DATA SHOWN:
============================================================
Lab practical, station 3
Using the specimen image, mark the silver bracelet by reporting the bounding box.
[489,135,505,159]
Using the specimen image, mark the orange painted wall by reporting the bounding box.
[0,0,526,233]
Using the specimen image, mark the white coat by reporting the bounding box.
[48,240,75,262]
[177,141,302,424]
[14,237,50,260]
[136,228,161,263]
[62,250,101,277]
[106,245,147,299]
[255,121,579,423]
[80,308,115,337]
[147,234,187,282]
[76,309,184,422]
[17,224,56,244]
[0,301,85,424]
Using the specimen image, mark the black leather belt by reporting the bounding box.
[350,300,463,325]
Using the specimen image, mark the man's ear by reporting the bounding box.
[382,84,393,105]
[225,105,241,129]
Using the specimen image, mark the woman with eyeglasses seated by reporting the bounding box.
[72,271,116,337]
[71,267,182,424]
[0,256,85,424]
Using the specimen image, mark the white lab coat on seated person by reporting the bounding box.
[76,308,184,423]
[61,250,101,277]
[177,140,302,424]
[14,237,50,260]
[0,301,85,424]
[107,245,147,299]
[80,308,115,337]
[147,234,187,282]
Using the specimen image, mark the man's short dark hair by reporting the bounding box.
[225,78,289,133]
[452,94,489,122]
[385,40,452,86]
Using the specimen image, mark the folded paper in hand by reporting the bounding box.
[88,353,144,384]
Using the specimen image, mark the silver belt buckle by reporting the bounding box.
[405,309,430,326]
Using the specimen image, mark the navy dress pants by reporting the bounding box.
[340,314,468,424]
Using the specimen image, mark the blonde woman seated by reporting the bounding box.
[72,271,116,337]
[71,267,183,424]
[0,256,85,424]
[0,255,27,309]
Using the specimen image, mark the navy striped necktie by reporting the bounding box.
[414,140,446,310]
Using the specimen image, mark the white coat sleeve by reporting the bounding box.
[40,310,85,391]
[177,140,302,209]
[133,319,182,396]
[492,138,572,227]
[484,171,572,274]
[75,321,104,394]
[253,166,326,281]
============================================================
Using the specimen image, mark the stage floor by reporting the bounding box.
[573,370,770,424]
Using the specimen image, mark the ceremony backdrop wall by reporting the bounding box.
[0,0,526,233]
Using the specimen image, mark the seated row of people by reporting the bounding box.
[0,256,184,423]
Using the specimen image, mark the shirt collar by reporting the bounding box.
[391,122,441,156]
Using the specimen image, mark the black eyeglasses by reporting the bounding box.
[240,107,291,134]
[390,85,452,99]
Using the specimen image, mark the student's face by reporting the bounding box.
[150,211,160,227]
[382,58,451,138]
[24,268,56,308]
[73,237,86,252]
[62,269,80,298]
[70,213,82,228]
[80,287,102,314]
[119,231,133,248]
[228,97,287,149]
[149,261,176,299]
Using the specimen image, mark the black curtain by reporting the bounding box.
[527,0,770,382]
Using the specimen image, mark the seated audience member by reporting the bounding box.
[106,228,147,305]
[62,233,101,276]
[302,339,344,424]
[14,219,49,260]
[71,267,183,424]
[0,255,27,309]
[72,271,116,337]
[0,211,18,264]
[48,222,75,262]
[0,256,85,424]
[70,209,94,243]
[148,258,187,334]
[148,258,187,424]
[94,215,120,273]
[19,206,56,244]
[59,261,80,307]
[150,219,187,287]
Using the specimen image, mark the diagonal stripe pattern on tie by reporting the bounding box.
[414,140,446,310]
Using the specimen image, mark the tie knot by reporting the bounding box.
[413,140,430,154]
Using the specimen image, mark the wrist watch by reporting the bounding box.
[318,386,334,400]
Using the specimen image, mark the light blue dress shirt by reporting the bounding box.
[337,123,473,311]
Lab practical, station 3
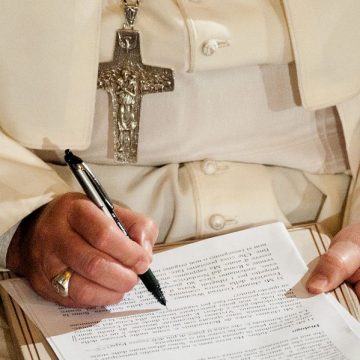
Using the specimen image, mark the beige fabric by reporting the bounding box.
============================================================
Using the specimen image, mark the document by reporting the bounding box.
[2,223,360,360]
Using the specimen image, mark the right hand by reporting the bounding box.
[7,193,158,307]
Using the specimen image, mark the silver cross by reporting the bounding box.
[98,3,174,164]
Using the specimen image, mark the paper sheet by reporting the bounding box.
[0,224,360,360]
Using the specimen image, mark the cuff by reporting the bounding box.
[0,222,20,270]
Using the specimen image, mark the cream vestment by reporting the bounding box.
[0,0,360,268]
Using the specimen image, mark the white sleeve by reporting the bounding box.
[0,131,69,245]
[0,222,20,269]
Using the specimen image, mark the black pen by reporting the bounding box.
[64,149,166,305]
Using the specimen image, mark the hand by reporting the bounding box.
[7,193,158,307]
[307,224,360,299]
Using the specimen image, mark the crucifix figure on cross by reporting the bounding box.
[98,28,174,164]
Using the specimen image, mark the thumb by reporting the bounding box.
============================================================
PROBLEM DESCRIPTION:
Can you reproduce, character for character, the stretch of data from the line containing "Using the specimen image, mark the woman" through the line containing "[88,353,144,384]", with both of those lines included?

RESULT OF THIS EXERCISE:
Using the specimen image, mark the woman with eyeglasses seated by reporting the bounding box.
[72,271,116,337]
[71,267,182,424]
[0,256,85,424]
Using the specimen image, mark the white lab coat on seated person by reporting the bounding box.
[76,308,184,423]
[61,250,101,277]
[177,140,302,424]
[14,237,50,260]
[0,301,85,424]
[107,245,147,299]
[80,308,115,337]
[147,234,187,282]
Using the specimen image, mark the man's short dark hair by reporting the bounding box.
[225,78,289,133]
[452,94,489,122]
[385,40,452,86]
Using the specimen image, mark the folded paper in hand by reporting the bounding box.
[88,353,144,384]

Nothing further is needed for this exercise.